Output only the lines that run from the line holding "Note: point at the nose" to the end of the entries, both ends included, and skip the pictures.

··· Dataset rows ···

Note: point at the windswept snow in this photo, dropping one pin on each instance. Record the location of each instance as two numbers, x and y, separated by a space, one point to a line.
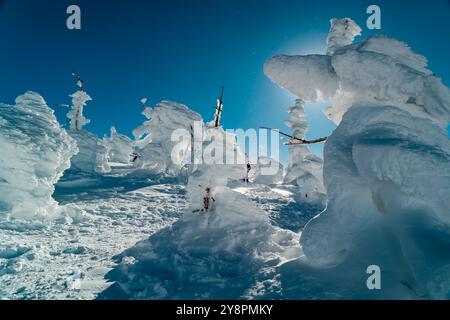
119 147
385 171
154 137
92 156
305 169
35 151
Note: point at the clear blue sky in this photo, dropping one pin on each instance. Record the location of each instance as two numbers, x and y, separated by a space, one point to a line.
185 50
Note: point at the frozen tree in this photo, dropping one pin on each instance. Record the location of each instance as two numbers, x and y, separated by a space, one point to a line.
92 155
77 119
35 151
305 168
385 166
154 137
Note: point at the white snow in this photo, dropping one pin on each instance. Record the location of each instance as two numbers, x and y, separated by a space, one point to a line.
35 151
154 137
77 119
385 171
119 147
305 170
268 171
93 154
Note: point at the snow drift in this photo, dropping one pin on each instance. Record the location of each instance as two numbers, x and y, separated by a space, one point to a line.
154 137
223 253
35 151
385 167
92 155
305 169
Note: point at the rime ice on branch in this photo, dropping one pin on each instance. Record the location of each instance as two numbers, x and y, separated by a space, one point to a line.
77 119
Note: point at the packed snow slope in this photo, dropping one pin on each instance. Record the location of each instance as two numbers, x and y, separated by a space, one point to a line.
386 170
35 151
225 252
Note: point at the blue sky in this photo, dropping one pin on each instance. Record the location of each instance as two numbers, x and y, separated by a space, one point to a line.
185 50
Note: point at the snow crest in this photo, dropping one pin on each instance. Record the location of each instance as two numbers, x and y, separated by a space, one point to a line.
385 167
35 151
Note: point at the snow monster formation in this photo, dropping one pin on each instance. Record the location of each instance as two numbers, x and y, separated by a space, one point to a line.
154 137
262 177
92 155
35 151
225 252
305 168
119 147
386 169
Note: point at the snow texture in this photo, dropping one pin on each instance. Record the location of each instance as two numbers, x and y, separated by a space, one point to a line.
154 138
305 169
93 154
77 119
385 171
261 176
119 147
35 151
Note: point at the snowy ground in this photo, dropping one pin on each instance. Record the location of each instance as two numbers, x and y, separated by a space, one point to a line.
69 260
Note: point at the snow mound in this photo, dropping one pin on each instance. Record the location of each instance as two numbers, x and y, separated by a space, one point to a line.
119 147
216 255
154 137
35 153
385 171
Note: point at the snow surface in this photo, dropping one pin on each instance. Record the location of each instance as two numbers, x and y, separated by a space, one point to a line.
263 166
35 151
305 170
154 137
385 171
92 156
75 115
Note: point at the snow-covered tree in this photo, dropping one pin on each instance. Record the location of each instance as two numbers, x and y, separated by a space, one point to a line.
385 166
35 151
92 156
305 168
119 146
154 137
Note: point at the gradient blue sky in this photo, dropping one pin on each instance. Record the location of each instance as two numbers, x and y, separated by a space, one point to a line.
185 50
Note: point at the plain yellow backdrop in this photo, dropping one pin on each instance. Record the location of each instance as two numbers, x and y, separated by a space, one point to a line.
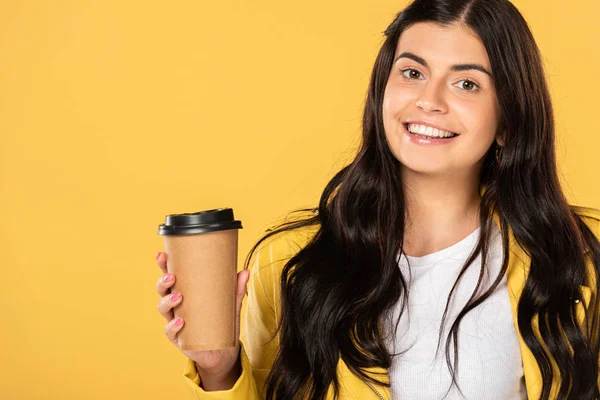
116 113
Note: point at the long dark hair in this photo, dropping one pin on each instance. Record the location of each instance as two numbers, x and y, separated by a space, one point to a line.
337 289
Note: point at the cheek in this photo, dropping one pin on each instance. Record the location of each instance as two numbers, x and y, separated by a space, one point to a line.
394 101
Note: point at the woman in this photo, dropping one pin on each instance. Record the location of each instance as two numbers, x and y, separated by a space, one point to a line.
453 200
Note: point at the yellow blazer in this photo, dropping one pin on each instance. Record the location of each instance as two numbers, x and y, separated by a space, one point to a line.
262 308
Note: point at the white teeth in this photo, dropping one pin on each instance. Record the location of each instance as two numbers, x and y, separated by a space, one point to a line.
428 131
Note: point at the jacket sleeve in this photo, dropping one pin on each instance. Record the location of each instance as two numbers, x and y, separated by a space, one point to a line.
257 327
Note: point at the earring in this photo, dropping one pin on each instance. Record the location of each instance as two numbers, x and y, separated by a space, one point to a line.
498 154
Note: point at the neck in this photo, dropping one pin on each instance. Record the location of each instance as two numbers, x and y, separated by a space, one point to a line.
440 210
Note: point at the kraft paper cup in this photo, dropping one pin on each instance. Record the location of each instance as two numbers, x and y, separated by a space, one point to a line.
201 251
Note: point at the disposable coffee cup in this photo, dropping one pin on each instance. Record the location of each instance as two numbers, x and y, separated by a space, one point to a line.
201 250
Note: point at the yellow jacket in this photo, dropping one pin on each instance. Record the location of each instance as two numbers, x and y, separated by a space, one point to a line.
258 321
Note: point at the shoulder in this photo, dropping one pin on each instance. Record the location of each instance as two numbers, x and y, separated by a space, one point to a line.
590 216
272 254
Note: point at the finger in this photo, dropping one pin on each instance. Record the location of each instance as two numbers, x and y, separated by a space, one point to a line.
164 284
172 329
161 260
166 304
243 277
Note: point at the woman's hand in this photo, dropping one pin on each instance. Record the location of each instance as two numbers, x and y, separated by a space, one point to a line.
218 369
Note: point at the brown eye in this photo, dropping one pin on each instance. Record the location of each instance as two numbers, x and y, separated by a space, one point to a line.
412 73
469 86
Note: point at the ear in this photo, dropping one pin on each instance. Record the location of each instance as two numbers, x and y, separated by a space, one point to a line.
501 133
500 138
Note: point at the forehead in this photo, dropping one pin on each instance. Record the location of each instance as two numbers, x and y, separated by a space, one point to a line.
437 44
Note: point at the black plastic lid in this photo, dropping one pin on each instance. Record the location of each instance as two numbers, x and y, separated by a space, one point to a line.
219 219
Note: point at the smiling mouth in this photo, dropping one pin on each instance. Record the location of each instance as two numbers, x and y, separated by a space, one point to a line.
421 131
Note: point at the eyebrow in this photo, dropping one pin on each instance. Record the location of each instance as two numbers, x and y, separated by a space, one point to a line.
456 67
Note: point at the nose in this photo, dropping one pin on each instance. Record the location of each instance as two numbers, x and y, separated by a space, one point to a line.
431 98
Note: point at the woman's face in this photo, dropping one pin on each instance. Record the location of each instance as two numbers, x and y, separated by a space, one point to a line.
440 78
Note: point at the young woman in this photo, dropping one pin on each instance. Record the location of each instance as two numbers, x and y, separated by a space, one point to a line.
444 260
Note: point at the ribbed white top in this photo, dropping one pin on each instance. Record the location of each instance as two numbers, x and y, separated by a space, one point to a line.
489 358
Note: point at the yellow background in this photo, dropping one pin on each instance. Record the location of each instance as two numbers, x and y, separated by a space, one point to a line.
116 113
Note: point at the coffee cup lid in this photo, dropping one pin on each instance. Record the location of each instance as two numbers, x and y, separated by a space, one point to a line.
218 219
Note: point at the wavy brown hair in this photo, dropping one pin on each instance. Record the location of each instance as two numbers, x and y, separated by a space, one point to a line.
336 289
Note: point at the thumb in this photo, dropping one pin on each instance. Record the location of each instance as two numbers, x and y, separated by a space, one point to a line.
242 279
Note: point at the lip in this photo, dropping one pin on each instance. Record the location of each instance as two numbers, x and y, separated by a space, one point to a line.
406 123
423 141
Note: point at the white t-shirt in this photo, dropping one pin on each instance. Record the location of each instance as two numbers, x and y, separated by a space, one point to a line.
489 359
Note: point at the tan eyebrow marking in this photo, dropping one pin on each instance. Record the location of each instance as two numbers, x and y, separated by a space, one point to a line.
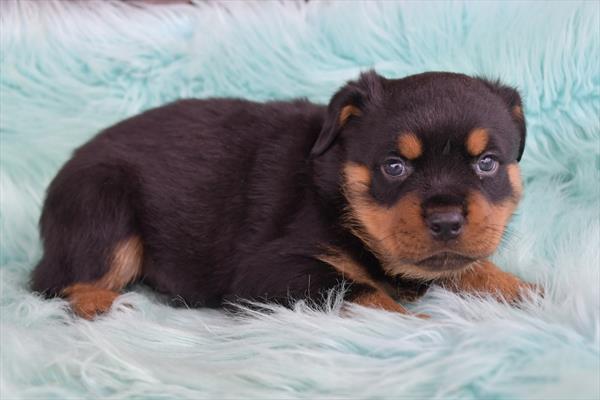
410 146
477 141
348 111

···

# Completed task:
Note: point at the nose in this photo, dropping one pin on each instance. Record the location of each instance as two numbers, x and y, separated by a space, one point to a line.
431 98
Note: point at the woman's face in this photo, dropping one pin on each instance. Record the location of each instance as two numbers, x and y, separated by a space, one point to a line.
440 78
Note: point at the young woman in this photo, dropping one pin on each instance. Record the location of each instance as two numbers, x and y, separated by a space, one point to a line.
444 260
Note: point at the ribbed white top in this photo, dropping one pin on each instance. Record the location of each instance as two numbers, x and y, separated by a space, one point to a line.
489 358
Note: point at the yellow background in this photo, dropping one pin on each instance. Record the location of each instance as two numbers, x and y, separated by a space, one point to a line.
116 113
Note: point at the coffee cup lid in this photo, dropping one pin on each instance. Record the location of each instance as two numbers, x and y, separated by a space, one point to a line.
218 219
Note: point at the wavy brown hair in this photo, dropping one pin on each instance. Record the location of each instance as two numbers, x and y, separated by a space, one point to a line.
336 289
Note: point at the thumb in this photo, dropping one pin on each instance. Record the location of each instance as two numbers, x and y, separated by a space, one point to a line.
242 279
Note: point at the lip in this photo, dropping one pin on each instance. Record the location of each instance as two numbers, x and y, separated by a space, one point to a line.
406 123
423 141
Note: point at the white t-shirt in this photo, dropping one pin on each instance. Record the location of each instance as two numbers, x and y, separated by a space, one point to a line.
489 359
Note: point at the tan eyebrow marking in this photo, dropping one pin on each instance. Record the location of each instance as two numbers, x and y, separated by a space, one point to a line.
410 146
477 141
348 111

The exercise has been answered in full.